127. Investigation by inspector
(1) Where it appears to the Commission that it is desirable for the
protection of the public or of the holders of securities to appoint an
inspector to investigate-(a) any alleged breach of trust, defalcation,
fraud, or misfeasance; or (b) any matter concerning dealing in securities
or the giving of investment advice, the Commission may, by instrument in
writing, appoint a person as an inspector to investigate the allegation or
matter and to report on it in such manner as the Commission directs.
(Replaced 62 of 1976 s. 32)
(2) The Commission shall, in an instrument appointing an inspector,
specify full particulars of the appointment including-
(a) the matters into which the investigation is to be made; and
(b) the terms and conditions of the appointment including terms and
conditions relating to remuneration.
(3) An inspector may require a prescribed person by notice in the form
prescribed by regulations given in the manner as prescribed-
(a) to produce to the inspector such documents relating to a matter with
which his investigation is concerned as are in the custody or under the
control of that person; (b) to give to the inspector all reasonable
assistance in connection with the investigation; and
(c) to appear before the inspector for examination on oath,
and may administer the oath referred to in paragraph (c).
· · ·
_Required work_
[a] According to the section on investigation by an inspector, in what form does the Commission appoint an inspector?
[b] In the section on investigation by an inspector, rewrite the part that opens with "(2) The Commission" and closes with "in paragraph (c).", putting "pay" in place of "remuneration".
[c] Carry on the section on investigation by an inspector from its last line.

_Data provided_
· · ·
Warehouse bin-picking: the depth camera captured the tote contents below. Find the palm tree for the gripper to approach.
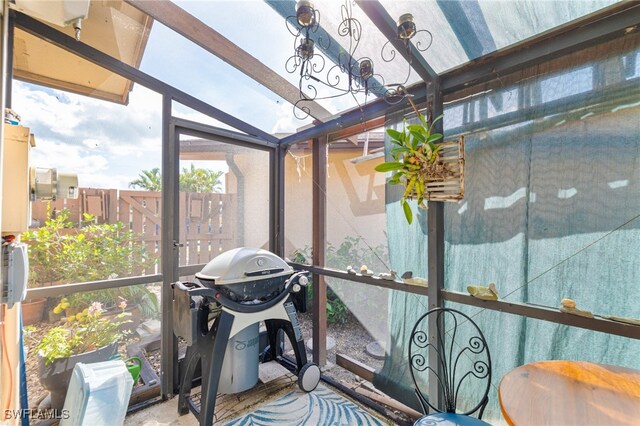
· · ·
_Written answers_
[a] By instrument in writing.

[b]
(2) The Commission shall, in an instrument appointing an inspector,
specify full particulars of the appointment including-
(a) the matters into which the investigation is to be made; and
(b) the terms and conditions of the appointment including terms and
conditions relating to pay.
(3) An inspector may require a prescribed person by notice in the form
prescribed by regulations given in the manner as prescribed-
(a) to produce to the inspector such documents relating to a matter with
which his investigation is concerned as are in the custody or under the
control of that person; (b) to give to the inspector all reasonable
assistance in connection with the investigation; and
(c) to appear before the inspector for examination on oath,
and may administer the oath referred to in paragraph (c).

[c]
(4) Where documents are produced to an inspector under this section the
inspector may take possession of them for such period as he considers
necessary for the purposes of his investigation, and during that period he
shall permit a person who would be entitled to inspect any one or more of
those documents if they were not in the possession of the inspector to
inspect at all reasonable times such of them as that person would be so
entitled to inspect.
(5) A prescribed person-
(a) shall comply with a requirement of an inspector under subsection (3);
(b) shall not knowingly furnish to the inspector, whether on examination
in pursuance of such requirement or otherwise, information that is false
or misleading in a material particular; or
(c) when appearing before an inspector for examination in pursuance of
such a requirement, shall take an oath in accordance with the requirement.
(6) Any person who, without reasonable excuse, contravenes any of the
provisions of subsection (5) shall be guilty of an offence and shall be
liable on conviction to a fine of $5,000.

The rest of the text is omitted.